## Exercise instructions
Answer these questions using the forum thread about a lowered B5 Audi A4:
(a) What wheel size does James Himself say he was on when he laid frame with his coilovers wound down?
(b) According to a2_cruiser, where is a lot of trimming needed to get B5s low?
(c) What part does gunch say he broke?

## Source excerpt

==============================

# B5 audi A4 laying frame???



## P Q (Feb 4, 2009)

sorry no pics. and this directed more towrds the audi guys mainly b5. Any one out there laying subframe up front. i see lots of b5's have gone air but non at the point that they are layign frame. sure the rear tucks crazy, but has anyone got the front to match


----------



## goonies! (Aug 7, 2008)

*Re: B5 audi A4 laying frame??? (P Q)*

mk3's lay frame... 
i know you contemplate getting another one








i haven't seen a b5 laying but im sure they are out there.


----------



## Jayy (Jun 15, 2008)

*FV-QR*

this guy was pretty close 
seen this at h20


----------



## blue bags (Jul 1, 2009)

those are very ....conservative offsets


----------



## James Himself (Jan 31, 2007)

*Re: B5 audi A4 laying frame??? (P Q)*

i was able to lay frame with my coilovers wound down a bit, but then again, i was on 16s


----------



## P Q (Feb 4, 2009)

*Re: B5 audi A4 laying frame??? (sum1namedjames)*

no im not getting another mk3 (not yet.
and close dont cut in these parts


----------



## 2slowT (Oct 30, 2008)

Not sure if he is laying frame. Checl this thread and he has one other also.
http://forums.vwvortex.com/zerothread?id=4262591


----------



## a2_cruiser (May 8, 2004)

*Re: (2slowT)*

there is alot of trimming in the raintray to get b5's low i do believe.


----------



## royalaird (Aug 22, 2007)

*Re: (a2_cruiser)*

I was able too and the black one is my buddies and he is pretty much, he lays and drags all the time 
















Here was mine and the black one prior to his bags


----------



## Meaty Ochre (Jul 26, 2007)

*Re: (blue bags)*


_Quote, originally posted by *blue bags* »_those are very ....conservative offsets

Times 1000. Was definatly like wtf at h20. If the offset was proper car would be insane


----------



## gunch (Mar 16, 2008)

*FV-QR*


_Quote, originally posted by *2slowT* »_
Not sure if he is laying frame. Checl this thread and he has one other also.
http://forums.vwvortex.com/zerothread?id=4262591


yes, subframe is on the ground and all beat up. Exhaust has a small hole from dragging. Front sway has also taken a big beaten. But I broke a rear strut and am not sure if I'm keeping the air or not? Any offers?

==============================

## Collected data

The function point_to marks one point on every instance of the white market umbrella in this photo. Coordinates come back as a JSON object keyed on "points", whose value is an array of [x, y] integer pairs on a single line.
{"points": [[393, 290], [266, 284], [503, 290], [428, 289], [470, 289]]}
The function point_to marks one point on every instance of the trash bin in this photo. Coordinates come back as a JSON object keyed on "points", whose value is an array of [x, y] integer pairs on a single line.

==============================

## Answer in full
(a) He was on 16s.
(b) The trimming is needed in the raintray.
(c) He broke a rear strut.